** BEGIN Provided entries **

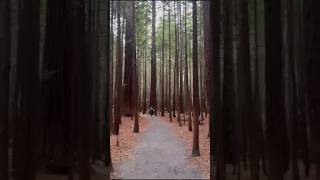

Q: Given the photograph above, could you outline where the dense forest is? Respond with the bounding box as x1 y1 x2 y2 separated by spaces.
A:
0 0 320 180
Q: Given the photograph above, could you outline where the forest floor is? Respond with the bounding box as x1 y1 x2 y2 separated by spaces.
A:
161 114 210 179
114 115 201 179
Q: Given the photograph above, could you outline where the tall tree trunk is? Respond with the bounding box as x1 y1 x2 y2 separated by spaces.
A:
265 0 288 180
113 1 122 135
122 3 134 117
203 1 212 137
107 1 115 135
210 0 225 180
172 1 178 117
129 1 139 133
0 0 11 180
14 0 40 180
161 2 164 116
175 2 182 127
168 6 172 122
304 0 320 179
184 1 192 131
192 1 200 156
103 0 114 170
178 1 183 127
143 30 147 114
150 1 157 114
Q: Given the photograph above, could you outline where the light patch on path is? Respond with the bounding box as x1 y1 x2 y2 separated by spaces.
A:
118 117 201 179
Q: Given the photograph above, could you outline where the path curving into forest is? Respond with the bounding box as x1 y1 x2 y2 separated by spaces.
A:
118 117 201 179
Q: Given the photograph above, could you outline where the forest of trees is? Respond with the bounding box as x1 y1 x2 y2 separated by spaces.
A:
0 0 320 180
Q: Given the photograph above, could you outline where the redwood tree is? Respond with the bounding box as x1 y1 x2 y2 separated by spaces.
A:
150 1 157 112
0 0 10 180
192 1 200 156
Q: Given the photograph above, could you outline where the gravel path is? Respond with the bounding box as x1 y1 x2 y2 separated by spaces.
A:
118 117 201 179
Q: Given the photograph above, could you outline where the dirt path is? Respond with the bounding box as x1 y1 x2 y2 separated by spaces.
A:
118 117 201 179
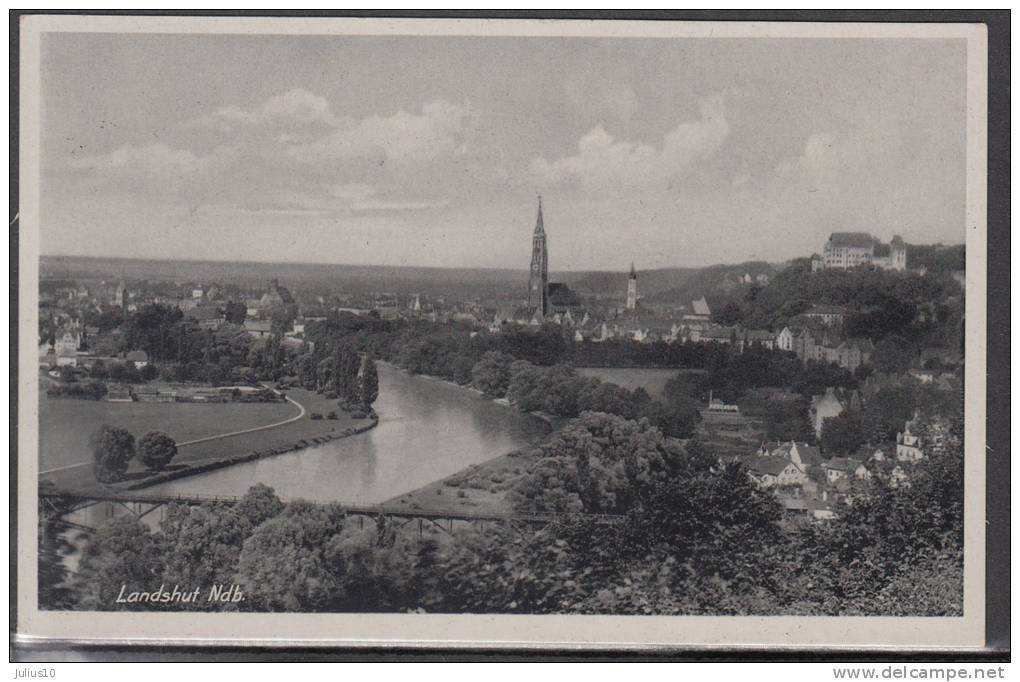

** END Provided entries **

Given instruction: Repeat the lines from the start of the items through the line that contains "114 115 201 179", including both ends, and leave the pictures out of your answer.

Expected answer:
Q: Given the photograph above, could you outline where the dense forest is? Respond with the bounding box as x1 y1 x2 y2 separated by spaces.
A:
0 0 320 180
Q: Given the photograph above, could you outline where the forest floor is? Respond with the bounding box as x1 y1 x2 y2 separated by spaces.
A:
161 114 210 179
114 115 201 179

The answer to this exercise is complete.